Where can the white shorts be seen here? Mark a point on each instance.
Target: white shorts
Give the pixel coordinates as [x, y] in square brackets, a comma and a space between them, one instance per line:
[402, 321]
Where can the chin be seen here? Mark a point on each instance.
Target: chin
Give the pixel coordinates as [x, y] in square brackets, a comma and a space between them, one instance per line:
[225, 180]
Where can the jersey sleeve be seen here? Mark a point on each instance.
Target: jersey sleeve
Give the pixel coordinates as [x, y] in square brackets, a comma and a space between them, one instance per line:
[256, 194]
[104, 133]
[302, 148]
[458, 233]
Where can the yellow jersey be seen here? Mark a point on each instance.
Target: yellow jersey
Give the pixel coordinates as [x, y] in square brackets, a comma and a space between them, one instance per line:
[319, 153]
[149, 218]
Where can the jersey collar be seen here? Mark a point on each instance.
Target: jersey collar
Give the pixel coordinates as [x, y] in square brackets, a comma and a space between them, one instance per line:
====================
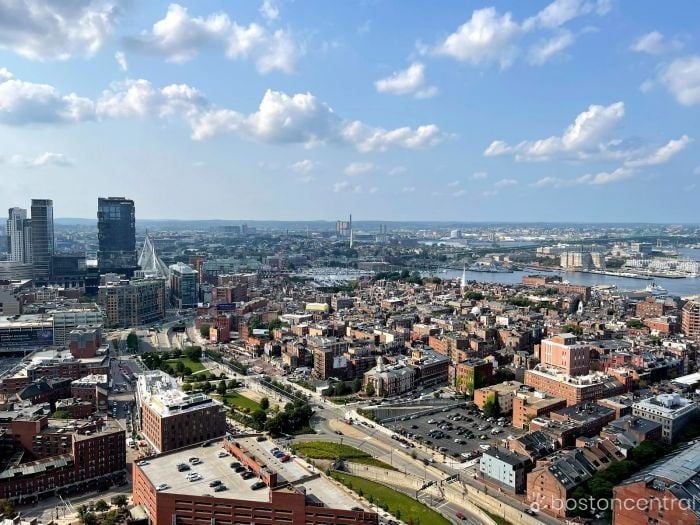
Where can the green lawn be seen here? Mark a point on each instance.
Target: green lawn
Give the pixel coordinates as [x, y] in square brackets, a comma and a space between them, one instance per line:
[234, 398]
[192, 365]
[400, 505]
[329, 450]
====================
For this exercise, repeat exactly the lines of the data above from the one with "Where can the jersey sleeve" down to the one with "Target: yellow jersey", both end lines included.

▶ Answer to this problem:
Where can the jersey sleeve be seen here? Mark a point on each instance.
Target: jersey sleeve
Give the pixel coordinates as [x, y] in square brackets, a comma and a space between them, one instance per line:
[256, 194]
[104, 133]
[302, 148]
[458, 233]
Where can the yellow jersey be seen here? Mark a point on each instance.
Target: yellow jersey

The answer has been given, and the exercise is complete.